# [Zadanie do wykonania A]
Które miejsce w kategorii mix zajęli Jarosław Oleksy i Katarzyna Szewczyk według tekstu o czerwcowych startach?
# [Zadanie do wykonania B]
Streść tekst o czerwcowych startach w dwóch zdaniach.

# [Pokazany tekst]
Aktualności

Obfity Czerwiec - Starty Forreściaków...
Pomimo coraz większej liczby obowiązków związanych z przygotowaniami do VII LIMANOWA FORREST , nasi zawodnicy znajdowali czas na starty i to z powodzeniem...

   Czerwcowe starty rozpoczęła dwójka naszych ultrasów - Jarosław Oleksy i Katarzyna Szewczyk, którzy w dniach 5 - 6 czerwca zmagali się z Bieszczadami, na XII Biegu o Puchar Rzeźnika. Trasa liczyła sobie około 78 km, wiodących najbardziej reprezentatywną cześcią Bieszczad , bo który szanujący się turysta czy biegacz górski nie zna Przełęczy Żebrak ( 819 m.n.p.m. ) , czy też Masywu Smeraka ( 1222 m.n.p.m. ) czy Połoniny Caryńskiej ( 1297 m.n.p.m ).  Suma przewyższeń wynosiła około 7000 m.n.p.m. Samego Rzeźnika nie trzeba nikomu przedstawiać , bo to " Legenda " wśród zawodników górskich długodystansowych , każdy szanujący się ultras musi przynajmniej raz zmierzyć się z Rzeźnicką Trasą. .." Widoki przepiękne , ale ukrop niesamowity  ..." posumował wspólny start Jarek Oleksy , który razem z Kasią Szewczyk wystartowali w kategorii mix ( pary mieszane ), bo notabene Rzeźnika biega się wyłącznie w parach , więc to w tym przypadku sport zespołowy ;). Pomimo upału , udało im się zając w Mixie wysokie 21 miejsce , natomiast w klasyfikacji generalnej 187 miejsce, ( ogółem ukończyło 634 osoby ). Jarek od lat jest naszym etatowym ultrasem , który w swoim biegowym civi ma na koncie takie biegi : UTMB Mont Blanc , czy 7 Dolin, natomiast ogromne brava należą się Kasi , która zadebiutowała na dystansie ultra.

# [Materiał]
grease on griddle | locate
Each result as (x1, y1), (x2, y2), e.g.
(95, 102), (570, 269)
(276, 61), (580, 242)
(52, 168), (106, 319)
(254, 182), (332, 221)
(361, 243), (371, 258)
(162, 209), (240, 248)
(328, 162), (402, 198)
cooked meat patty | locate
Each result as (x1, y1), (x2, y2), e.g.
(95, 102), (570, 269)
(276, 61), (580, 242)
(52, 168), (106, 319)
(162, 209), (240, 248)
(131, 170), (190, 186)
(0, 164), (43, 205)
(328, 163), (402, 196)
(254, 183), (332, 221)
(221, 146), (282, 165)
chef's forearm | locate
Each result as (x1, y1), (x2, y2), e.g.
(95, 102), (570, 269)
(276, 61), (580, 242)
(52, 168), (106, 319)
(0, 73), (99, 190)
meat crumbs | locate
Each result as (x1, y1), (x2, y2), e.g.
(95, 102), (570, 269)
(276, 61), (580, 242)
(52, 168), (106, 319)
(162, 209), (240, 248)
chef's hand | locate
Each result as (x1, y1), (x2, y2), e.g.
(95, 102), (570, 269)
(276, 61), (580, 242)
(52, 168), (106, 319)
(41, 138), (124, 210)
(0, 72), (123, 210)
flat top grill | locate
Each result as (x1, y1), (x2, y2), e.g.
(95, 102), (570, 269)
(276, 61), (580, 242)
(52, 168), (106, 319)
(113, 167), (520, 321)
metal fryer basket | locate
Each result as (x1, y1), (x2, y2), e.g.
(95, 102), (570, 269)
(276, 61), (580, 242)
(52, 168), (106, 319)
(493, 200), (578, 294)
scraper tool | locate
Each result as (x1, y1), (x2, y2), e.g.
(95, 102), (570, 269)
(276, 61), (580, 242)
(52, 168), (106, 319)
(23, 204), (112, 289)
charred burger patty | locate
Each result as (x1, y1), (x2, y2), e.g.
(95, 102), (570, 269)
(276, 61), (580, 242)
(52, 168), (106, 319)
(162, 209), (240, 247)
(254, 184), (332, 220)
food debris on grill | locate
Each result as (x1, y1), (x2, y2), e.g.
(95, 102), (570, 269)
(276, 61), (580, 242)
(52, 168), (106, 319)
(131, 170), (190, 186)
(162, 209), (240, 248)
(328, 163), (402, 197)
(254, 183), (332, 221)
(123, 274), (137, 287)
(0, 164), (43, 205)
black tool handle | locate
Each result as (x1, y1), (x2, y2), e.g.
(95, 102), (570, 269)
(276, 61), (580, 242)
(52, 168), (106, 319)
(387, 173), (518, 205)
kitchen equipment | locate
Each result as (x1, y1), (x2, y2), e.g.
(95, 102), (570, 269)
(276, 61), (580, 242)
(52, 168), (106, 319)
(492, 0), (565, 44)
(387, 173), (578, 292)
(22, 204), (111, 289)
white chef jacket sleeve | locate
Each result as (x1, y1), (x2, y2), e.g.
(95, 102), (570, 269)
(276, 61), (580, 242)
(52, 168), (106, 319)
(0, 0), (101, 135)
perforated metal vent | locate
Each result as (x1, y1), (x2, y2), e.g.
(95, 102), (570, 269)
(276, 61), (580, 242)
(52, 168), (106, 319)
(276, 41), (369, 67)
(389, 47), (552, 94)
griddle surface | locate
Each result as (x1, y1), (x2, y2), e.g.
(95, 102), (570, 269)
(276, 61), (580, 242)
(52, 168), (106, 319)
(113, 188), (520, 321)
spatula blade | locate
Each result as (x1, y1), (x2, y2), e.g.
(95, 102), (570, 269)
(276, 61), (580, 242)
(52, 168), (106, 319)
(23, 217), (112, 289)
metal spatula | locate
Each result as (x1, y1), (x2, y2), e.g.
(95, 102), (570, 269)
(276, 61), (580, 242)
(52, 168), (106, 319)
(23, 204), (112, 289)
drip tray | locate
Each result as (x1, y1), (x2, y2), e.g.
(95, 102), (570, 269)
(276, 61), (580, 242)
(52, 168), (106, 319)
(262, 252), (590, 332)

# [Odpowiedź A]
Zajęli 21. miejsce.

# [Odpowiedź B]
Jarosław Oleksy i Katarzyna Szewczyk w dniach 5–6 czerwca wystartowali w kategorii mix w XII Biegu o Puchar Rzeźnika, na liczącej około 78 km trasie w Bieszczadach. Mimo upału zajęli 21. miejsce w kategorii mix i 187. w klasyfikacji generalnej, a dla Katarzyny był to debiut na dystansie ultra.